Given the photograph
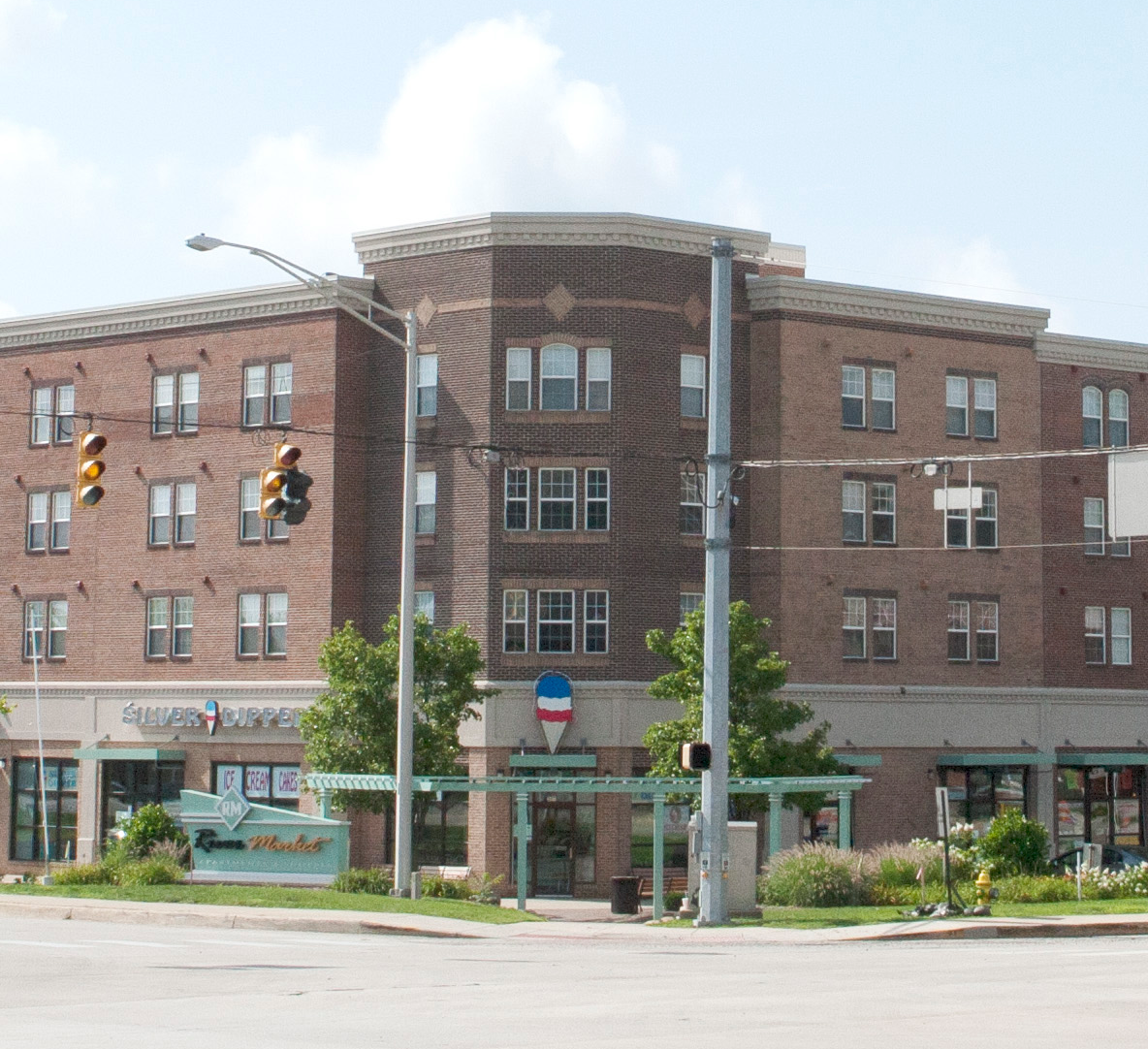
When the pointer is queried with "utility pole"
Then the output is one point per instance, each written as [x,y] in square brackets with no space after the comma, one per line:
==
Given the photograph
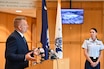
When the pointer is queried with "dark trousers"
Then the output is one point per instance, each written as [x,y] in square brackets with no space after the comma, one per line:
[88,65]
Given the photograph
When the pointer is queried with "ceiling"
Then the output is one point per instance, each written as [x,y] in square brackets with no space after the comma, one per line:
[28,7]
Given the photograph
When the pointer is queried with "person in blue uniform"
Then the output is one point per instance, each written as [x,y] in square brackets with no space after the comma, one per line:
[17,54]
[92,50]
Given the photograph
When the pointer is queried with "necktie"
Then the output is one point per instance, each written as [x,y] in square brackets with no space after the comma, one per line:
...
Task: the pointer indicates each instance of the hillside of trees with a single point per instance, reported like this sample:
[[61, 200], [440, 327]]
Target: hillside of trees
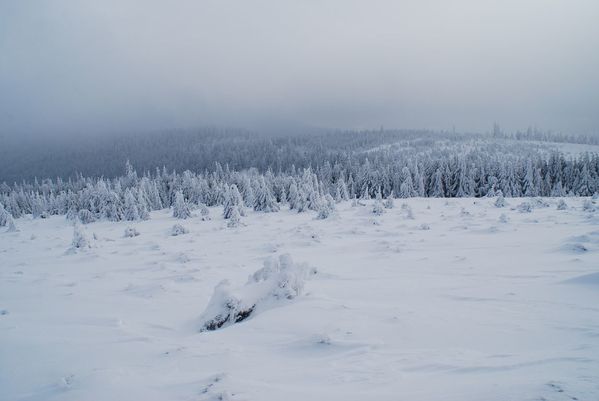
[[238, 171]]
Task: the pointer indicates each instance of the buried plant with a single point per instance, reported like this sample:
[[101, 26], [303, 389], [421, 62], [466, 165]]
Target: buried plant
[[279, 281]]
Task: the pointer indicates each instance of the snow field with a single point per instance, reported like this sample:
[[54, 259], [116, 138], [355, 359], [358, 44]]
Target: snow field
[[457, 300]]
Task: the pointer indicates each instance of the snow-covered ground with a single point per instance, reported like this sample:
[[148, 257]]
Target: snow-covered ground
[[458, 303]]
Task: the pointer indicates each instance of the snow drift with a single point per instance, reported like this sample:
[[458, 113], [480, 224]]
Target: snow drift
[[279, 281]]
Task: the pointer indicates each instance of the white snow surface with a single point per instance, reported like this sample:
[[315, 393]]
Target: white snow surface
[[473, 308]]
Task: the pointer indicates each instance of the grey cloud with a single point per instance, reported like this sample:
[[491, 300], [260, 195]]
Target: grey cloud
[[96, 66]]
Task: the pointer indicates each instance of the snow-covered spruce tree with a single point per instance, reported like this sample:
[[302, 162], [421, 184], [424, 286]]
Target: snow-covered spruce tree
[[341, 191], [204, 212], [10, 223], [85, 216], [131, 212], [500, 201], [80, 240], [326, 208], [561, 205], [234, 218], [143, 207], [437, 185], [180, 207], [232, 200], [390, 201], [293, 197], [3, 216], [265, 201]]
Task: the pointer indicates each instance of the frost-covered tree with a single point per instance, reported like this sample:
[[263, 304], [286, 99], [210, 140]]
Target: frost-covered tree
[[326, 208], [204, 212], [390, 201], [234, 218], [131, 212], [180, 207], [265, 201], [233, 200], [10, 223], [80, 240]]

WHAT THE TASK ASKS> The answer must consist of every line from the entries that holds the string "When".

TASK OUTPUT>
When the pointer is queried with "utility pole"
When the pointer is queried with "dark trousers"
When the pointer is queried with "ceiling"
When the pointer is queried with "person in blue uniform"
When the pointer is queried with "necktie"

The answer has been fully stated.